*Tasks to carry out*.
1. From the passage on Carter Kieboom, return the portion starting with "Any team seeking" and going on through "at the moment.".
2. In the passage on Carter Kieboom, what overall prospect ranking did Baseball America give him before the 2020 season?

*Text shown*.
━━━━━━━━━━
By 2019 most outlets had given up on the idea of Kieboom staying at shortstop, but the bulk that pushed him down the defensive spectrum also raised his power projections. This is what FanGraphs had to say before the 2019 season:
"He is going to stay on the infield, and has big, playable raw power, and we’re unconcerned about his late-season struggles. Kieboom’s hands work in a tight, explosive circle, which generates all-fields thump and enables Kieboom to catch up to premium velocity. He’s a little heavy-footed on defense but his arm plays on the left side of the infield and his mediocre range might be able to be hidden by modern defensive positioning."
Prior to the 2020 season Baseball America named Carter Kieboom their #15 overall prospect in baseball, and declared him to be a future plus hitter who should have average-or-better power.
Kieboom was one of the top prospects in all of baseball, but he exhausted his rookie eligibility in 2020, and teams who have seen him at the highest level may be a bit skeptical. It’s probably not fair to judge him for hitting .181 in 138 career at-bats, but his hard-hit rate of 20.9% in 2020 ranked 340th out of 352 hitters with at least 50 batted-ball events.
Any team seeking to acquire Carter Kieboom may have to deal with some severe growing pains, or another year in the minors.
Carter Kieboom and the Detroit Tigers
We know the Washington Nationals are in win-now mode — they just traded two of their top-ten prospects to land two years of the slightly above-average first baseman Josh Bell. Their willingness to trade Carter Kieboom now may mean they’ve soured on him, or it could simply mean they don’t want to wait another year or two for him to figure out MLB pitching.
The Detroit Tigers apparently have all the time in the world for their rebuild, so trading for Kieboom would make a lot of sense.
But this is where it gets a bit complicated, because the Nationals probably aren’t lowering their price tag, and they presumably want established MLB talent in return — something Detroit is a bit short on at the moment.
We can still make this work, but we have to be creative. Carter Kieboom has at least five years of team control remaining and ZiPS projects him to produce just over 5 WAR in the next two seasons. It’s probably safe to lower that estimate to 3 WAR or so, but Kieboom is going to be expensive, no matter what.
━━━━━━━━━━
*Supplied information*.
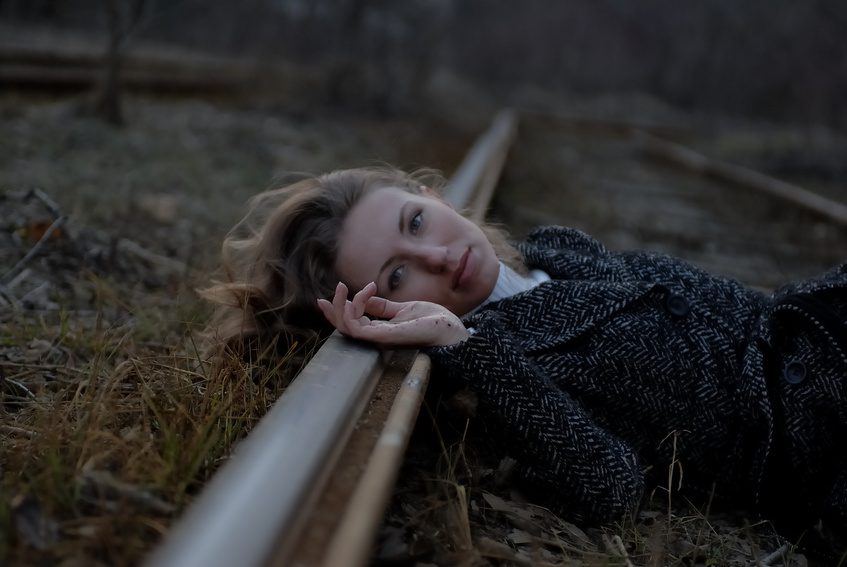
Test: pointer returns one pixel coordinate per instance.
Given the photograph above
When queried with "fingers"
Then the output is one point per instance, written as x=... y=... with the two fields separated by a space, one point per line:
x=360 y=299
x=383 y=308
x=347 y=316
━━━━━━━━━━
*Solutions for each task*.
1.
Any team seeking to acquire Carter Kieboom may have to deal with some severe growing pains, or another year in the minors.
Carter Kieboom and the Detroit Tigers
We know the Washington Nationals are in win-now mode — they just traded two of their top-ten prospects to land two years of the slightly above-average first baseman Josh Bell. Their willingness to trade Carter Kieboom now may mean they’ve soured on him, or it could simply mean they don’t want to wait another year or two for him to figure out MLB pitching.
The Detroit Tigers apparently have all the time in the world for their rebuild, so trading for Kieboom would make a lot of sense.
But this is where it gets a bit complicated, because the Nationals probably aren’t lowering their price tag, and they presumably want established MLB talent in return — something Detroit is a bit short on at the moment.

2. Baseball America named him the #15 overall prospect in baseball.